Quem diria que uma banhoca, num dia que nada dava certo, faria surgir não só uma formula inovadora (e mais uma para decorar em Física) como a mais célebre exclamação do mundo. Arquimedes, um tipo que pensava em coisas de uma utilidade restrita descobriu uma saída catita ao problema que lhe afligia. Assim do nada, depois de ter matado a cabeça e queimado pestanas, apareceu-lhe diante de algo tão corriqueiro como uma banho a resposta mágica. Largou o patinho de borracha na banheira, esqueceu de tirar a touca de banho e de cobrir os penduricalhos... e saiu para a rua, a gritar em plenos pulmões:
Eureka!
Achar soluções pelo método Arquimedes poderá, porventura, ser o mais indicado (menos a parte de sair em pelota pela rua, senão são uns dias na prisão ou no pior dos casos, num manicómio), largar o que nos aflige a cabeça e alma e olhar noutra direcção. Por vezes forçamo-nos a arranjar uma solução logo, rapidamente e perfeitamente. E dá merda. A pressão não ajuda toda gente, não somos todos bons a trabalhar sob pressão.
Falei nisso outro dia em conversa que andou por vários caminhos, naquele deambular próprio de jogar conversa fora, de rever situações cotidianas nossas de cada dia. O facto de só olharmos numa determinada direcção, não saindo da nossa zona de conforto e tentando, mesmo assim, encontrar soluções. Dizia-me então o meu interlocutor que, sair do país era impensável, em jeito de : "ora porra, nasci aqui, é o meu país, dei sempre o meu contributo, portanto ele tem que me dar o retorno", justificou tudo. Quando digo tudo, digo a teimosia de não sair sequer da cidade onde vive, de procurar outras opções em termos de trabalho, de tudo.

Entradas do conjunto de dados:

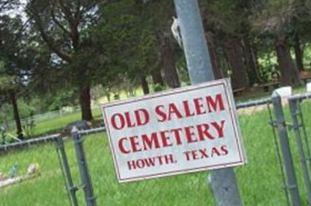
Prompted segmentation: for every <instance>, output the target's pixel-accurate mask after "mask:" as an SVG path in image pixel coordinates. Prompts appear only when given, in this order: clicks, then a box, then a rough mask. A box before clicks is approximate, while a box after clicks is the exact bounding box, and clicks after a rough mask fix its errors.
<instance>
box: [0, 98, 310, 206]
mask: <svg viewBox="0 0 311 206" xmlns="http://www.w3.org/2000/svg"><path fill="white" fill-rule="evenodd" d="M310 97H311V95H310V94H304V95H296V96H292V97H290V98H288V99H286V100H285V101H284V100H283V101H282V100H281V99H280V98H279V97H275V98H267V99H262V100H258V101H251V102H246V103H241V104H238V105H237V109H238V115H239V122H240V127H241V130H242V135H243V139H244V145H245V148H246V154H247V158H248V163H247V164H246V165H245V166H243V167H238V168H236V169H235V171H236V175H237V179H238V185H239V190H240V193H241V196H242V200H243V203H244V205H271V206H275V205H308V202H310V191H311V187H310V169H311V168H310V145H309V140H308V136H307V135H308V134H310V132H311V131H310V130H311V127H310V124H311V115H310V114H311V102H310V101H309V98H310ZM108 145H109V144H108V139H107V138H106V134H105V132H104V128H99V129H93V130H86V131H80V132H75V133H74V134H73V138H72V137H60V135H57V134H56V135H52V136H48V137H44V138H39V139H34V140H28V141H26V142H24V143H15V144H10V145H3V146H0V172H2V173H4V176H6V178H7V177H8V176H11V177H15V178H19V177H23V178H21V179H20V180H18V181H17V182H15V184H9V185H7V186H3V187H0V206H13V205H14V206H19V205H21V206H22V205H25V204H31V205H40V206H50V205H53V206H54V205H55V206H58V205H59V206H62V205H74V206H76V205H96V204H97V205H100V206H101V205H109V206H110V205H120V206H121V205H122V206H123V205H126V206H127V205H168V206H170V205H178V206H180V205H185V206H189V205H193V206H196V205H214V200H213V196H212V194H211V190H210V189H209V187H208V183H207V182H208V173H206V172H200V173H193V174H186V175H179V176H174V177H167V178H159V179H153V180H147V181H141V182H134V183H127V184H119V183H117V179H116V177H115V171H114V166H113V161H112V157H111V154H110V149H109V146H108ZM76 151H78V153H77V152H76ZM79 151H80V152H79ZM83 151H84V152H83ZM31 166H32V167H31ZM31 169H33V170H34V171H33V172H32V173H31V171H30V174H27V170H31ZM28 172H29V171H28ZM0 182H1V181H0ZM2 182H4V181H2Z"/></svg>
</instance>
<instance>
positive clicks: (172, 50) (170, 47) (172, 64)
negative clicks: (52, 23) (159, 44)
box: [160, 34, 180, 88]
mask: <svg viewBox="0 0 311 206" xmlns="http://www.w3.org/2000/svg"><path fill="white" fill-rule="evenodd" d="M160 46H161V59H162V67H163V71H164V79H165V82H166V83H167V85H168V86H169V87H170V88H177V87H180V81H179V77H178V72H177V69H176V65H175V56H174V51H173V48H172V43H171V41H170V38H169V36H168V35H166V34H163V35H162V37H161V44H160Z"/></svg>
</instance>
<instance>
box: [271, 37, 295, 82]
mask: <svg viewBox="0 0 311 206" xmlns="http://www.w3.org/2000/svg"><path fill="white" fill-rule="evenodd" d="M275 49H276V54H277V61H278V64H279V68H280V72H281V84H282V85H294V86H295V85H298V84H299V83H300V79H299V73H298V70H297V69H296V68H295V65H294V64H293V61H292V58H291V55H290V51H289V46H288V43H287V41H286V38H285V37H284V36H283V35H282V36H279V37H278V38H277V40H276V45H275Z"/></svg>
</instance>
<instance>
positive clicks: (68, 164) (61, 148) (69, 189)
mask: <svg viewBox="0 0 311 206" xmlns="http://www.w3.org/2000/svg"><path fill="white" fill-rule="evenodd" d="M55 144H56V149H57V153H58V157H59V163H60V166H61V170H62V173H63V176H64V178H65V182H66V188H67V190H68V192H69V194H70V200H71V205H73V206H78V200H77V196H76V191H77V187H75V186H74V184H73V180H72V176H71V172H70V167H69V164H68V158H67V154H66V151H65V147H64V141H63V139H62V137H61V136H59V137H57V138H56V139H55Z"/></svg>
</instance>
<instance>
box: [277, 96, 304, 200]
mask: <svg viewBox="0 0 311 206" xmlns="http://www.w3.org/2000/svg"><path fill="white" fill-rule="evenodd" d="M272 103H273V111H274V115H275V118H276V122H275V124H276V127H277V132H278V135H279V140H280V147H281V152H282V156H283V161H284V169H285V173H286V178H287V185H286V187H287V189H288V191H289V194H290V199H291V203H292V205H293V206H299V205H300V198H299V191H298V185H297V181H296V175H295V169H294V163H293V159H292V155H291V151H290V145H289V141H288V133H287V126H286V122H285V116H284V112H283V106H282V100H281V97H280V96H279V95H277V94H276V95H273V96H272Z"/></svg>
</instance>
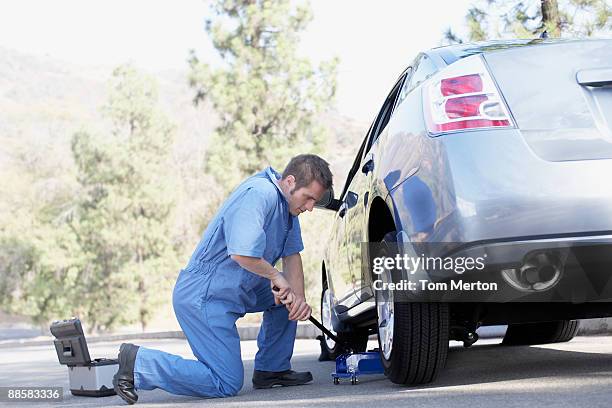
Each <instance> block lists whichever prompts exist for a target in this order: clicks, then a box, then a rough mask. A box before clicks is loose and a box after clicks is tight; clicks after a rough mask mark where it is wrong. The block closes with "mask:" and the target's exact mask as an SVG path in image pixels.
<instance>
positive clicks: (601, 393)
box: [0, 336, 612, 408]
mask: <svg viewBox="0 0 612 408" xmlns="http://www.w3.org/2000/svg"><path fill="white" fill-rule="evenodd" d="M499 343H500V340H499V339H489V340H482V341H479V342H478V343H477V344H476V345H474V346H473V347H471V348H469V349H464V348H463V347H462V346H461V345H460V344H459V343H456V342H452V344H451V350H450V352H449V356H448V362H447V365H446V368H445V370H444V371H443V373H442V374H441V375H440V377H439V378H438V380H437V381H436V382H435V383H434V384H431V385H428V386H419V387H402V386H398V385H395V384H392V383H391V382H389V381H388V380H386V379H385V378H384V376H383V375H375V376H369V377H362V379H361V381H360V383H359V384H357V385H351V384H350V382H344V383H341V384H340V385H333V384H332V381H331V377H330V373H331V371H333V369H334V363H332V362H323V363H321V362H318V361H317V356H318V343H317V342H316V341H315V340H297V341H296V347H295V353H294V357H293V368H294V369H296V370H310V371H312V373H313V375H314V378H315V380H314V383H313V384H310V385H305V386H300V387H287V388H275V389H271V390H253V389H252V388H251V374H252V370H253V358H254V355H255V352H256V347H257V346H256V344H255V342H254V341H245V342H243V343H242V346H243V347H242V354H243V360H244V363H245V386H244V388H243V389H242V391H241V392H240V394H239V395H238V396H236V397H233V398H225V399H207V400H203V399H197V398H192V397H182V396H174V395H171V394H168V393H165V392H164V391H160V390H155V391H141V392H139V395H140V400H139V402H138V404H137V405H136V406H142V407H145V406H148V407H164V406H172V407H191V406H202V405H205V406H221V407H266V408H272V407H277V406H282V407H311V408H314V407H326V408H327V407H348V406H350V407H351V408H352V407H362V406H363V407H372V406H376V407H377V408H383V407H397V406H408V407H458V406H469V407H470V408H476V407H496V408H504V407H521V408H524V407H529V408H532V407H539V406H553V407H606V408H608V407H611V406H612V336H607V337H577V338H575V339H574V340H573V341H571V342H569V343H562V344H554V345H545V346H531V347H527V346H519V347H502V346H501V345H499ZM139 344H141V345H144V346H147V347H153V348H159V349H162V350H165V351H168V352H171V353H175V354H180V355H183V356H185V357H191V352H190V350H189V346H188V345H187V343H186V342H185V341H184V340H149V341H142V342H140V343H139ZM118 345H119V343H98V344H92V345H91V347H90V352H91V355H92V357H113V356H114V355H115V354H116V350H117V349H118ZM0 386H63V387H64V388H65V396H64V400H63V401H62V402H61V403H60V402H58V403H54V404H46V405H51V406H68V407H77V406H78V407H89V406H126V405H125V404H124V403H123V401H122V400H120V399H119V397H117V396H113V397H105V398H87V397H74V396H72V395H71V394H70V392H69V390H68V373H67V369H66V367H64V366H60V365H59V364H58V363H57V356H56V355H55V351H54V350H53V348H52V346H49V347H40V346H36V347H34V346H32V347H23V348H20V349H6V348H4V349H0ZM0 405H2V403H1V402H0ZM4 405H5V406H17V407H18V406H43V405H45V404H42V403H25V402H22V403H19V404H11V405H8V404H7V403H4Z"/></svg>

Conjunto de tarefas »
A: Responda a estas perguntas com base no texto sobre Arquimedes:
(i) O que Arquimedes largou na banheira?
(ii) Segundo o texto, o que não ajuda toda a gente?
(iii) O que o interlocutor considerava impensável?
B: Reproduza o trecho do texto sobre Arquimedes começando em "Falei nisso outro" e terminando em "trabalho, de tudo.".
C: Prossiga o texto sobre Arquimedes a partir do ponto onde ele termina.

Respostas »
A:
(i) O patinho de borracha.
(ii) A pressão.
(iii) Sair do país.

B:
Falei nisso outro dia em conversa que andou por vários caminhos, naquele deambular próprio de jogar conversa fora, de rever situações cotidianas nossas de cada dia. O facto de só olharmos numa determinada direcção, não saindo da nossa zona de conforto e tentando, mesmo assim, encontrar soluções. Dizia-me então o meu interlocutor que, sair do país era impensável, em jeito de : "ora porra, nasci aqui, é o meu país, dei sempre o meu contributo, portanto ele tem que me dar o retorno", justificou tudo. Quando digo tudo, digo a teimosia de não sair sequer da cidade onde vive, de procurar outras opções em termos de trabalho, de tudo.

C:
Deambula pelos mesmo cafés, faz as mesmas coisas aos fins de semana, faz férias sempre no mesmo lugar e aquilo que ele chama de hábitos arraigados, eu chamo de uma valente preguiça. Já pra não dizer outra coisa. Mudar de ramo... jamais, me dizia que estudou para isso, investiu nisso grande parte da vida, tem que haver uma solução. E se a solução for uma coisa completamente diferente, perguntei, se for algo que até gostes, mas nunca tentaste?
Um dos nossos mais conhecidos neurocirurgiões é um romancista consagrado, sempre achei que a profissão não definiria tudo numa pessoa, apenas se é ou não um bom profissional. Mas acima de um profissional está uma pessoa, que até pode gostar de dar umas pinceladas numa tela vazia, ou de fazer banda desenhada, esculpir em pedra ou até desencantar rocambolescas receitas culinárias. Isso fora do estatuto de advogado, serralheiro, psicóloga ou zoóloga. Definirá uma profissão o sentido de humor além da inteligencia, da audácia ou da arrogância?? Acho que não, acho que a forma como vivemos,as nossas aglutinações culturais e a nossa visão da vida nos vai acrescentando mais valias ao nosso baú pessoal.
Eu não posso falar por mim, acho que não há uma coisa só que me defina na totalidade, já trabalhei em coisas tão diferentes umas das outras, que não me fez especialista em nada, mas empenhada em tudo... e com experiencias várias. Guardo-as todas muito bem, umas mais que outras, mas de qualquer forma, sempre disposta a conseguir conhecer mais do que o habitué monótono. Mal de aquariana, dirão alguns, sorte minha, direi eu. :)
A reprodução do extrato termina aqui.